● Data for processing
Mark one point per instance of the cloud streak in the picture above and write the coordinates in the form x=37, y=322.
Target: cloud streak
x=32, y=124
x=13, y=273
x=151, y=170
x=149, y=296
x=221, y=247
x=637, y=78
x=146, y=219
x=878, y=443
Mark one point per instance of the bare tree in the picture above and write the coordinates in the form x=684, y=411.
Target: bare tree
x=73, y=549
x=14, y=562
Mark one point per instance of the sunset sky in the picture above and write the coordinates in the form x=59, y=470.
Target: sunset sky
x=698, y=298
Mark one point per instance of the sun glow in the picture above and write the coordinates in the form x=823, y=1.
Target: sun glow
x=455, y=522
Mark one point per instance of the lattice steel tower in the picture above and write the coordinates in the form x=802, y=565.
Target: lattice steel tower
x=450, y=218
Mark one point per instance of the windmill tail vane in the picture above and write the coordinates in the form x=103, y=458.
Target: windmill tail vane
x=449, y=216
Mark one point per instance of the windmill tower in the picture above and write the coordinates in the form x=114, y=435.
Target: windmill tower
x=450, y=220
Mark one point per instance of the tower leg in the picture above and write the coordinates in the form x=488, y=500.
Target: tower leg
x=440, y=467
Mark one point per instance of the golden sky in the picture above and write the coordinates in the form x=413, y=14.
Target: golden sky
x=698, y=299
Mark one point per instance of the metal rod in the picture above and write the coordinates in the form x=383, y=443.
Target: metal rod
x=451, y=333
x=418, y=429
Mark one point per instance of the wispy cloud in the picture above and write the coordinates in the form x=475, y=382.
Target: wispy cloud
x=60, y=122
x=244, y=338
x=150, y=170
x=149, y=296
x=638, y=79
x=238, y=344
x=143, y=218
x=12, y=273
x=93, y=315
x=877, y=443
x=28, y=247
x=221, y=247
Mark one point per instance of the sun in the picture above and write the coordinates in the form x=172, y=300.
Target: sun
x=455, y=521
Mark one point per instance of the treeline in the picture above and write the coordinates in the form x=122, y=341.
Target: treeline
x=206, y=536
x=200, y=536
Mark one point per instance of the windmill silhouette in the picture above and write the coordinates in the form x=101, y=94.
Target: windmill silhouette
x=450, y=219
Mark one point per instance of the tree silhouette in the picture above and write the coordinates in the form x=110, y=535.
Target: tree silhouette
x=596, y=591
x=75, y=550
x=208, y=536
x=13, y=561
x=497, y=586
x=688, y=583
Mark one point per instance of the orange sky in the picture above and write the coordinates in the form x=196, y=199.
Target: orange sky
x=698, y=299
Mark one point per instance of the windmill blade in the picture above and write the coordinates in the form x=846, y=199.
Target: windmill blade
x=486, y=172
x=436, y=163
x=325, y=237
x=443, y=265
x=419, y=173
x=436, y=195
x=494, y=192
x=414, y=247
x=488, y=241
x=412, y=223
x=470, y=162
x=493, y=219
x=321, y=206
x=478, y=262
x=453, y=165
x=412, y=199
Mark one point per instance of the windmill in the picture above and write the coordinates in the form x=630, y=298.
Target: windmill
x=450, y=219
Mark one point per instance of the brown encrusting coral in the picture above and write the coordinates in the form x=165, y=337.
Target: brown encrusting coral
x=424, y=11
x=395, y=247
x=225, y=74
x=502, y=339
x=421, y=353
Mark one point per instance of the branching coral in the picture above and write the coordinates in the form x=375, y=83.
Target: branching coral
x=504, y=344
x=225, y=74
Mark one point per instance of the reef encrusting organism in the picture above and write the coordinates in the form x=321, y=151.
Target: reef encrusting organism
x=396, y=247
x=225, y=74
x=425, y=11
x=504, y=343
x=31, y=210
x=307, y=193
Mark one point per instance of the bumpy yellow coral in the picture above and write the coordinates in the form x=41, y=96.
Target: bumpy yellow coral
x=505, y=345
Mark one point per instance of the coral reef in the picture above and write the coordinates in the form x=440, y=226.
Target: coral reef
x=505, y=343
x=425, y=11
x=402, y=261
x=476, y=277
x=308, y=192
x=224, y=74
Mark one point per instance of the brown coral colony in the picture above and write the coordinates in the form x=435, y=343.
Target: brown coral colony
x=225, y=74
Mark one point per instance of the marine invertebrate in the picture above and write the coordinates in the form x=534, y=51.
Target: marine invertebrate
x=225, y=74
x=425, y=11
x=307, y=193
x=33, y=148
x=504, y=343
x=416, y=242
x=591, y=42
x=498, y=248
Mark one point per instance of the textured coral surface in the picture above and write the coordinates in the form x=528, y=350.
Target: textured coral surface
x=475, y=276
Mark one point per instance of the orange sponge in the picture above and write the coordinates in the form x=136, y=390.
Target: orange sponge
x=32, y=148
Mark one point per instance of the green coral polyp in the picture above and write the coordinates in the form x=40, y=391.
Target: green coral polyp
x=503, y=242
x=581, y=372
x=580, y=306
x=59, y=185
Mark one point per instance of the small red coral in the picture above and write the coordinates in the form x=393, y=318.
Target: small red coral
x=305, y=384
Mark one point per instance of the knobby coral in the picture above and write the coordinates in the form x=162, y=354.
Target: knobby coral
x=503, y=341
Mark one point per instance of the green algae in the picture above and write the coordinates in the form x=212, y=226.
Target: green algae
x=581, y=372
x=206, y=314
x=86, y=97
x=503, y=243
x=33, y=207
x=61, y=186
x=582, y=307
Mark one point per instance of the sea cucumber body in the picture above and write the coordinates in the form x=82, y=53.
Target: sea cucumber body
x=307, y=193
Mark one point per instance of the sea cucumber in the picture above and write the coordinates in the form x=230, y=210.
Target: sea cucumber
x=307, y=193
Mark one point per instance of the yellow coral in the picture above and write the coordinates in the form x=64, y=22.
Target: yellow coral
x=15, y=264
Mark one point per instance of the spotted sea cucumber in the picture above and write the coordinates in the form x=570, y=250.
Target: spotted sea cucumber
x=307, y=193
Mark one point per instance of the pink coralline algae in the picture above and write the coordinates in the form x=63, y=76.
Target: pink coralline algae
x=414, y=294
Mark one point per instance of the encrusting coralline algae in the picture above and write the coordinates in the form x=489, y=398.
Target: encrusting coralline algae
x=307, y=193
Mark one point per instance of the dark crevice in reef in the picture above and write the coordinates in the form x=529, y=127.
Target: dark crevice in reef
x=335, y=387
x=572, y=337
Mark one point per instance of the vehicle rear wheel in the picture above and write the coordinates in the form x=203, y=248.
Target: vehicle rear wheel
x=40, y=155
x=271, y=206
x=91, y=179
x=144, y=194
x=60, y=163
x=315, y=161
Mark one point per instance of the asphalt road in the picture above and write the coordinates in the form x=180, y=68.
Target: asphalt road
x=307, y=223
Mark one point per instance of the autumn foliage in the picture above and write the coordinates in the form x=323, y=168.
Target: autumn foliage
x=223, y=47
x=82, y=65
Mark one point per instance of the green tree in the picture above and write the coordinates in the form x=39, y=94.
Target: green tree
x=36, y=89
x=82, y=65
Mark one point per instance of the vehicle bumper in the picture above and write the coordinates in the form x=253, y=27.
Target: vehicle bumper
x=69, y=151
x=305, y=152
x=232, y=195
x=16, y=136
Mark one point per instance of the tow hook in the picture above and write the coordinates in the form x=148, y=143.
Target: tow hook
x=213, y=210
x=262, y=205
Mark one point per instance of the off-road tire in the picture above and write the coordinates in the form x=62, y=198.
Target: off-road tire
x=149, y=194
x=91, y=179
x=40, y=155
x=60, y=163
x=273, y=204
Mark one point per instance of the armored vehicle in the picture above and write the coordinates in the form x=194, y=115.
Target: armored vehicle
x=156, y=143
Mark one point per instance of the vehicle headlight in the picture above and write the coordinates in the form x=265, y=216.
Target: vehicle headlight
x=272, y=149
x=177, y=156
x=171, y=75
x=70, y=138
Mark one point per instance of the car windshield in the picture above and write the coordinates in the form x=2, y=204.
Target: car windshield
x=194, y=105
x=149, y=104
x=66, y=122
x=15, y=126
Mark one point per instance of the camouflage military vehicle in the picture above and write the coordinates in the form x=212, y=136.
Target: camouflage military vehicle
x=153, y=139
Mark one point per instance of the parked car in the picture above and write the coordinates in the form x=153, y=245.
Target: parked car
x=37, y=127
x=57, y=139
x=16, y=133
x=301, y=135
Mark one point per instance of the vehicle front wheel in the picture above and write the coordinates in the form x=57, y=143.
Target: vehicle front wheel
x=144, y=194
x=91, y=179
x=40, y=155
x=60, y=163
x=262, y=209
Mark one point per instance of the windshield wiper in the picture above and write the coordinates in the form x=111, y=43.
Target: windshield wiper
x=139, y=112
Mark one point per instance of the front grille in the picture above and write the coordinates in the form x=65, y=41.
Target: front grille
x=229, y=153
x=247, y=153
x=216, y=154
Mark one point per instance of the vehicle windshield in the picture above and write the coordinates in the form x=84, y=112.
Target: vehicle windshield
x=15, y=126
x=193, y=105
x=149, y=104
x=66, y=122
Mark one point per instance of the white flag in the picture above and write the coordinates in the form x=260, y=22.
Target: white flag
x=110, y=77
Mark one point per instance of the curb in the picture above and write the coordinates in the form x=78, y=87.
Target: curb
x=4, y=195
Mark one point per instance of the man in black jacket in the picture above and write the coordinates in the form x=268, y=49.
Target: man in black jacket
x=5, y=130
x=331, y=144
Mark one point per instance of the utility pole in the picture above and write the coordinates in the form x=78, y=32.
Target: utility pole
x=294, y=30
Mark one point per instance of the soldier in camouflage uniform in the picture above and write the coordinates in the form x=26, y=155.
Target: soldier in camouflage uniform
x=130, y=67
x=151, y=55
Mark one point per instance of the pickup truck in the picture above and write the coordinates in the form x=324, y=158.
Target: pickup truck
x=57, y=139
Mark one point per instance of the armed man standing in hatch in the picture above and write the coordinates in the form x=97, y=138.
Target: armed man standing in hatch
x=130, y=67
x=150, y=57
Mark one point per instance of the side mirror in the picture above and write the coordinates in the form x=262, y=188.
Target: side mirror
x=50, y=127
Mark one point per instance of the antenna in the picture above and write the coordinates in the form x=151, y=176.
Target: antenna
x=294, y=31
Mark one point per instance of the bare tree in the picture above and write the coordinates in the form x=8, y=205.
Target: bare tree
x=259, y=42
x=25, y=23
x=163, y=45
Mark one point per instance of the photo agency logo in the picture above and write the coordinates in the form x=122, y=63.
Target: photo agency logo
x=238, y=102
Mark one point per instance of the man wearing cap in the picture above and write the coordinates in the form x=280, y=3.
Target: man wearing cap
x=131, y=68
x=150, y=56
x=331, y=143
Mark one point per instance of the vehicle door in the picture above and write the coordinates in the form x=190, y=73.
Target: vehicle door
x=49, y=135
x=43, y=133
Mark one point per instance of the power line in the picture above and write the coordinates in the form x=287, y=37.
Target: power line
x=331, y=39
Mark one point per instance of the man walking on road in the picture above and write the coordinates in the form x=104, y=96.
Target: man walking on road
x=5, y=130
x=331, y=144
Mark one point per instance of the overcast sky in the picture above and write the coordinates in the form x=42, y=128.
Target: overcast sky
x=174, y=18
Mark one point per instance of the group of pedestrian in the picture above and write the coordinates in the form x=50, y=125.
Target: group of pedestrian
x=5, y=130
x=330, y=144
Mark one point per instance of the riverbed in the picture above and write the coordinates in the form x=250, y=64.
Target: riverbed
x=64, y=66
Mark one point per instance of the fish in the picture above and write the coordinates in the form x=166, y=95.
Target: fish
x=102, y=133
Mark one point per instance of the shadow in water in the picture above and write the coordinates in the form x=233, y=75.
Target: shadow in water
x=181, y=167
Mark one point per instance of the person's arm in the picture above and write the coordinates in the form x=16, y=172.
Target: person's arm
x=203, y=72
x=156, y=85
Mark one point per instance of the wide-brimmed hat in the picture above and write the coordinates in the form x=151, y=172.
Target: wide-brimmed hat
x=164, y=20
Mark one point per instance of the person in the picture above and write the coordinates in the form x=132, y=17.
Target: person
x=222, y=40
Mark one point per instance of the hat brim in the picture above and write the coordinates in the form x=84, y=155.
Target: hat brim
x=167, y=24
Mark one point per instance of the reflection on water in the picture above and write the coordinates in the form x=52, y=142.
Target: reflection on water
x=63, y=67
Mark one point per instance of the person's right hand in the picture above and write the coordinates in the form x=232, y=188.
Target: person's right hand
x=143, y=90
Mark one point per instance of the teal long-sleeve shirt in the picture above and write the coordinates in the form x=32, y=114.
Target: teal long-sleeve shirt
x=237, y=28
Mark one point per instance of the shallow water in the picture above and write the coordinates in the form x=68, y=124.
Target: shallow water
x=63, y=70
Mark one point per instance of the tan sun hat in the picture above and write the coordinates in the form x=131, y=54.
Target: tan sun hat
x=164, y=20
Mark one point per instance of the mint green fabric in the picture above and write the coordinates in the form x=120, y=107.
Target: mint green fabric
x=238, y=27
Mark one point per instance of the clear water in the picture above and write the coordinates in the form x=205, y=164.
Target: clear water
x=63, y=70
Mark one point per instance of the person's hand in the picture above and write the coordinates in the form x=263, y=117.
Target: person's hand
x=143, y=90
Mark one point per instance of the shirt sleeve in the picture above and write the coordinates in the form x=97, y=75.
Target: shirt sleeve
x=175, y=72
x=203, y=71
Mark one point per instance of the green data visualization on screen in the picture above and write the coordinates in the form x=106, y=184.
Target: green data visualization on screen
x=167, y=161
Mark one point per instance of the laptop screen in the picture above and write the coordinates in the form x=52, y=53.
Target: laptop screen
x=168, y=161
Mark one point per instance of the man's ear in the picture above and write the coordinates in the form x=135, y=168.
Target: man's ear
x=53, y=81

● Required action
Beginning at the line that holds "Target: shallow water", reproduce the lines exactly up to and including the final line of the entries.

● Written response
Target: shallow water
x=63, y=70
Mark one point per instance of the tan sun hat in the picture above and write the coordinates in the form x=131, y=54.
Target: tan sun hat
x=164, y=20
Mark one point per instance of the mint green fabric in the picture above and write the coordinates in the form x=120, y=107.
Target: mint green fabric
x=238, y=27
Mark one point per instance of the clear water in the picture above and write the coordinates in the form x=205, y=164.
Target: clear water
x=63, y=70
Mark one point per instance of the person's hand in the picture above and write the coordinates in the form x=263, y=117.
Target: person's hand
x=143, y=90
Mark one point per instance of the shirt sleeve in the picture above and write the coordinates in the form x=97, y=75.
Target: shirt sleeve
x=175, y=72
x=203, y=71
Mark one point per instance of the green data visualization on screen in the picture above and write the coordinates in the form x=106, y=184.
Target: green data visualization on screen
x=167, y=161
Mark one point per instance of the laptop screen in the picture above and write the coordinates in the form x=52, y=53.
Target: laptop screen
x=168, y=161
Mark one point per instance of the man's ear in the picture above and write the coordinates in the form x=135, y=168.
Target: man's ear
x=53, y=81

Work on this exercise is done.